» **Dataset records**
..........

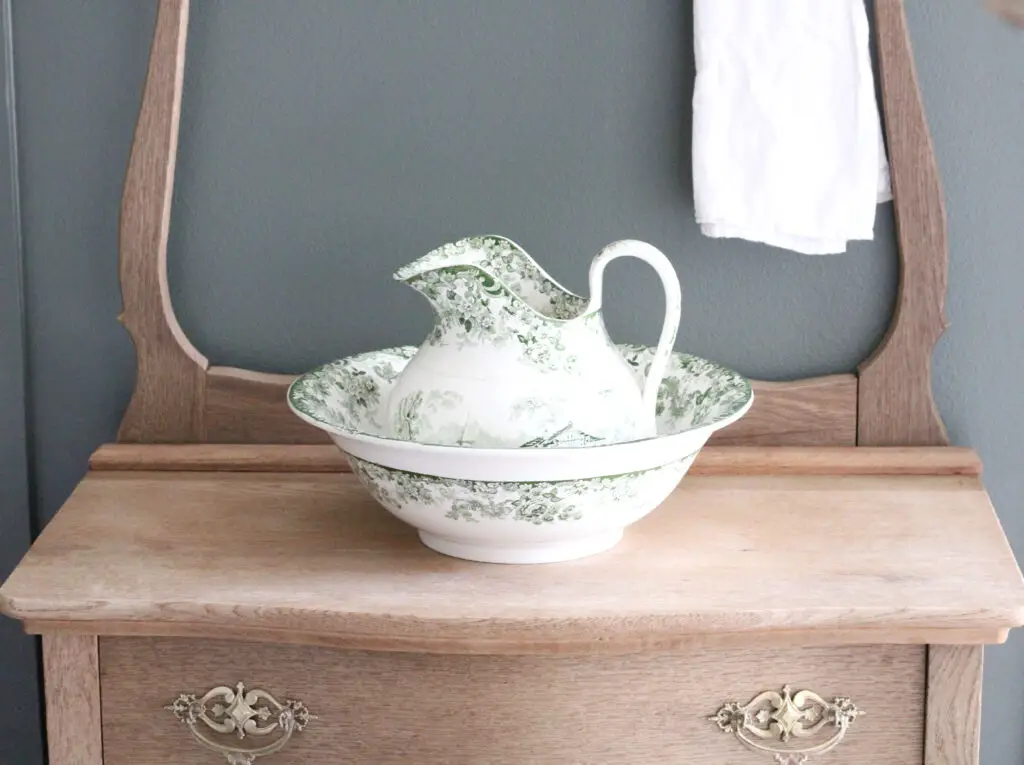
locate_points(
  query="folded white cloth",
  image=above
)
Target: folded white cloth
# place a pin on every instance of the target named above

..........

» **Given problem**
Place each line of the material above into a JSON list of strings, one string per line, with any blank lines excluded. Omit the image.

» **Solution for this task**
[
  "locate_points(",
  "  query=\"folded white cloth\",",
  "  image=above",
  ")",
  "Target: folded white cloth",
  "# place a pin on every instance of the target named above"
]